*Exercise inputs*:

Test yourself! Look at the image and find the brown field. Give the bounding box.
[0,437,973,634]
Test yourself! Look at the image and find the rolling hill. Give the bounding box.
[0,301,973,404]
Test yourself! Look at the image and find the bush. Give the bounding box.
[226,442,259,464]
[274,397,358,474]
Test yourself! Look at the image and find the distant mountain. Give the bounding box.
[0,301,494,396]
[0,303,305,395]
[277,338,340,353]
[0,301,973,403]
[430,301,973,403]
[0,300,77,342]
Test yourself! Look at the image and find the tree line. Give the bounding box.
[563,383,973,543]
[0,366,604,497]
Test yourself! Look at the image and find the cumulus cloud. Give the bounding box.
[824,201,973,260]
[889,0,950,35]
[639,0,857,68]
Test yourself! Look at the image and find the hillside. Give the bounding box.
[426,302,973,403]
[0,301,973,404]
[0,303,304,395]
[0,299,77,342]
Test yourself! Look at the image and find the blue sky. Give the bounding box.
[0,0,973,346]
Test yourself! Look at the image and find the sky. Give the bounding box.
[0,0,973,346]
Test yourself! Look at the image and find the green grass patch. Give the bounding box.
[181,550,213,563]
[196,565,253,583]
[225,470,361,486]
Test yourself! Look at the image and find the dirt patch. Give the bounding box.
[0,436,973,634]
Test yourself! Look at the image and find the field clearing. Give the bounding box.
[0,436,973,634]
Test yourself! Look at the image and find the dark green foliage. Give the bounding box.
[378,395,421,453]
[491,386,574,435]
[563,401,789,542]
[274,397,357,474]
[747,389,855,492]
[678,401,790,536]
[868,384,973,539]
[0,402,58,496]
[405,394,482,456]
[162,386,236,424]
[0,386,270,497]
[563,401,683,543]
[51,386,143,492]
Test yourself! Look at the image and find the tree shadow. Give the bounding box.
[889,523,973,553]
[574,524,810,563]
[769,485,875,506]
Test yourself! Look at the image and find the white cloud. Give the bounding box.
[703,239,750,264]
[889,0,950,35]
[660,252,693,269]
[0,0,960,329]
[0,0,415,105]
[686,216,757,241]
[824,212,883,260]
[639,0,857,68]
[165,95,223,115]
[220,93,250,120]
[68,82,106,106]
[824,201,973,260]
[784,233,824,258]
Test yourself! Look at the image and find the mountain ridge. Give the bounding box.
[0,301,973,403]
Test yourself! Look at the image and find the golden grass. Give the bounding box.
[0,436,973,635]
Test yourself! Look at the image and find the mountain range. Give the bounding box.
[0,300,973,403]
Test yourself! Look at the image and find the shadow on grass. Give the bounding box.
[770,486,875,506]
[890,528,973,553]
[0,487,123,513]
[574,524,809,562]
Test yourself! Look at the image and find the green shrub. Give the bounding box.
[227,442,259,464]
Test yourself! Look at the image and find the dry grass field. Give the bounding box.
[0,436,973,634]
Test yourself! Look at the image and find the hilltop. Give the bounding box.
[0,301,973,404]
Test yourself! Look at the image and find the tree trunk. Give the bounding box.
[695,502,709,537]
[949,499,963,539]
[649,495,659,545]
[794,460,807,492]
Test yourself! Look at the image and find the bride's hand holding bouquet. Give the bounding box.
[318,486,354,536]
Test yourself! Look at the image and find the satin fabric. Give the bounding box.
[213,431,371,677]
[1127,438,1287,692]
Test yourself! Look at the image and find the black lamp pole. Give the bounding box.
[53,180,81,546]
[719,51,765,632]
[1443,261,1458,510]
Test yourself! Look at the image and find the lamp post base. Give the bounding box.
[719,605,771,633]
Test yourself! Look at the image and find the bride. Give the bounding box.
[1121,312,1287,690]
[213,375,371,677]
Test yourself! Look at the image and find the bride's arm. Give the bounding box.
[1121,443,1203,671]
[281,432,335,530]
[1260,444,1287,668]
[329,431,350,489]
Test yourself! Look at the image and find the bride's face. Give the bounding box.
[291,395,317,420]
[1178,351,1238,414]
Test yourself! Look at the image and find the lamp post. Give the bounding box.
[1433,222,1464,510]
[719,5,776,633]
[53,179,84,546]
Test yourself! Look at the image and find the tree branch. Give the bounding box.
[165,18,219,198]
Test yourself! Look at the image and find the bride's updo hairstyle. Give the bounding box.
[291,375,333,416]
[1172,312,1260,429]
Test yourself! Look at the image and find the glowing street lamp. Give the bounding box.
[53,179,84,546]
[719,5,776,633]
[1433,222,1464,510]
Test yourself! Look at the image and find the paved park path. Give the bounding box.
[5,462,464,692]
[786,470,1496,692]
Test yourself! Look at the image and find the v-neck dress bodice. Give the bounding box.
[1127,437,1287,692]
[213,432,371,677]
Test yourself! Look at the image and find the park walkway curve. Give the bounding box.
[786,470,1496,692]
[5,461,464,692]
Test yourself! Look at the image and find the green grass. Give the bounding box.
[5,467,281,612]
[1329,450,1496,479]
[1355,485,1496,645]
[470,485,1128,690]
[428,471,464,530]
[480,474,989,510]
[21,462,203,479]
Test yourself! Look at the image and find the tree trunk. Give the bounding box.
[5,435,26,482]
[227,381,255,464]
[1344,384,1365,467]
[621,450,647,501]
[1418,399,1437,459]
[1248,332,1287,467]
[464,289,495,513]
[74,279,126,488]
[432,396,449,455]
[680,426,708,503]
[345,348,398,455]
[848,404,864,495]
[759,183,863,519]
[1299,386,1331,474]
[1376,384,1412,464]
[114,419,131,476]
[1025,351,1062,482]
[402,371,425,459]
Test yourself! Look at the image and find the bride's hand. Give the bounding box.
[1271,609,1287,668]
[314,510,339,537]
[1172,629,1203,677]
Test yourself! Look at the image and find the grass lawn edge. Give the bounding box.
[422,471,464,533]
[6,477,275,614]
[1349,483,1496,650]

*What the task asks*:
Quote all the records. Keep every word exact.

*Exercise response*:
Test yourself! Look at the image and find the brown field. Give the bounding box.
[0,437,973,634]
Test yourself! Look at the image and find the rolling hill. Give the bounding box.
[0,301,973,404]
Test yourself! Look at the image and find the bush. Give the bounding box.
[226,442,259,464]
[274,397,358,474]
Test yourself! Look at the image and find the distant mountain. Give the bounding box.
[0,301,494,396]
[0,303,305,395]
[277,338,340,353]
[0,301,973,403]
[430,301,973,403]
[0,300,77,342]
Test yourself! Look at the image and find the tree line. Give the bounding box.
[563,383,973,543]
[0,366,604,497]
Test yourself! Look at the image and find the cumulus cloud. Give the bounding box.
[824,201,973,260]
[889,0,950,35]
[639,0,857,68]
Test yourself! Look at the image and find the hillside. Give the bounding box.
[426,302,973,403]
[0,301,973,404]
[0,303,304,395]
[0,299,77,342]
Test yourself! Look at the image and find the blue sky. Give the bounding box.
[0,0,973,346]
Test yourself! Look at the image and find the sky. Give the bounding box.
[0,0,973,346]
Test yourself! Look at the image and find the green grass patch. Give the bounding box.
[181,550,213,563]
[196,565,253,583]
[225,470,361,486]
Test yourself! Look at the image and find the dirt patch. Give the bounding box.
[0,436,973,634]
Test yourself! Look at the image and find the field clearing. Give the bounding box.
[0,436,973,634]
Test yourself! Look at the image and find the dark green foliage. Give the bounding box.
[378,395,421,453]
[491,386,574,435]
[563,401,789,542]
[274,397,357,474]
[747,389,855,492]
[678,401,790,536]
[868,384,973,539]
[0,402,58,496]
[405,394,482,456]
[162,386,236,424]
[0,386,270,497]
[563,401,683,543]
[51,386,143,492]
Test yourself! Look at the image and find the tree shadow. Give the bounding box.
[889,523,973,553]
[574,524,810,563]
[769,485,875,506]
Test yourself! Look at the image and find the white cloud. Give the bounding box.
[703,239,750,264]
[889,0,950,35]
[660,252,693,269]
[0,0,960,329]
[0,0,415,105]
[686,216,757,241]
[824,212,883,260]
[639,0,857,68]
[165,95,223,115]
[220,93,250,120]
[68,82,106,106]
[824,201,973,260]
[784,233,824,258]
Test yourself! Look at the image and find the mountain ridge. Give the bounding box.
[0,301,973,403]
Test yourself! Look at the image and find the golden grass. Give the bounding box.
[0,436,973,635]
Test yourself! Look at the image and find the mountain range. Give the bounding box.
[0,300,973,403]
Test yourself! Look at the image and find the shadow on grass. Give the bounding box.
[770,486,875,506]
[890,528,973,553]
[0,487,123,513]
[574,524,809,562]
Test yourself! Look at the image and find the green shrub. Give the bounding box.
[227,442,259,464]
Test yourself! Look at the image and find the dry grass field. Give the bounding box.
[0,436,973,634]
Test yourself! Look at the image and find the hilltop. Give the bounding box.
[0,301,973,404]
Test yourself! Look at the image and find the tree trunk. Give the bounding box.
[695,502,709,537]
[949,499,963,539]
[649,495,659,545]
[794,460,807,492]
Test yourself! Look at the image and find the bride's hand holding bouquet. Give the bounding box.
[318,486,354,536]
Test yourself! Look at the image and find the satin fabric. Give the bounding box.
[213,431,371,677]
[1127,438,1287,692]
Test yourself! Look at the image and find the black lamp pole. Give the bounding box.
[53,180,81,546]
[719,51,765,632]
[1443,261,1458,510]
Test yourself! Look at the image and find the lamp post base. Give the bounding box.
[719,605,771,633]
Test yourself! Look at the image and find the bride. Give the bounding box.
[1121,312,1287,690]
[213,375,371,677]
Test yourself! Look at the image and find the bride's arm. Give the bounding box.
[1121,443,1203,671]
[281,432,335,530]
[1260,444,1287,668]
[329,431,350,489]
Test yourself! Look at the image and find the bride's face. Give the bounding box.
[291,395,317,420]
[1178,351,1238,414]
Test yourself! Look at the image and find the lamp post. Give the bounding box.
[1433,222,1464,510]
[719,5,776,633]
[53,179,84,546]
Test yourself! Look at the image and find the tree branch. Give the bounding box.
[165,18,219,198]
Test yourself! Look at the image and find the bride's updo hairstyle. Give the bounding box.
[291,375,333,416]
[1172,312,1260,429]
Test yourself! Look at the image and find the glowing street lamp. Give the bounding box.
[53,179,84,546]
[719,5,776,633]
[1433,222,1464,510]
Test yourself! Look at the image and find the paved park path. Give the bounding box.
[5,462,464,692]
[786,470,1496,692]
Test yourself! Look at the image and find the v-neck dress bodice. Give the bounding box.
[1127,437,1287,692]
[213,432,371,677]
Test yourself! Look at the image and find the park walkway curve. Give the bounding box.
[786,470,1496,692]
[5,461,464,692]
Test yourself! Look at the image and find the green grass. Give the bounding box.
[5,467,281,612]
[1329,450,1496,479]
[1355,485,1496,645]
[470,485,1128,690]
[428,471,464,530]
[480,474,989,510]
[21,462,203,479]
Test yourself! Look at the image and find the tree trunk. Give the bounding box.
[5,435,26,482]
[227,381,255,464]
[1344,384,1365,467]
[621,450,647,501]
[1418,399,1437,459]
[1248,332,1287,467]
[464,289,495,513]
[74,279,126,488]
[432,396,449,455]
[680,426,708,503]
[345,348,398,455]
[848,404,864,495]
[759,183,863,519]
[1299,386,1331,474]
[1376,384,1412,464]
[114,419,131,476]
[1025,351,1062,482]
[402,371,425,459]
Test yourself! Look at the image and find the bride's hand. Give the bounding box.
[1271,609,1287,668]
[314,510,339,537]
[1172,629,1203,677]
Test yourself! Look at the image and find the grass lawn edge. Give the bounding box.
[422,471,464,533]
[6,477,275,614]
[1349,483,1496,650]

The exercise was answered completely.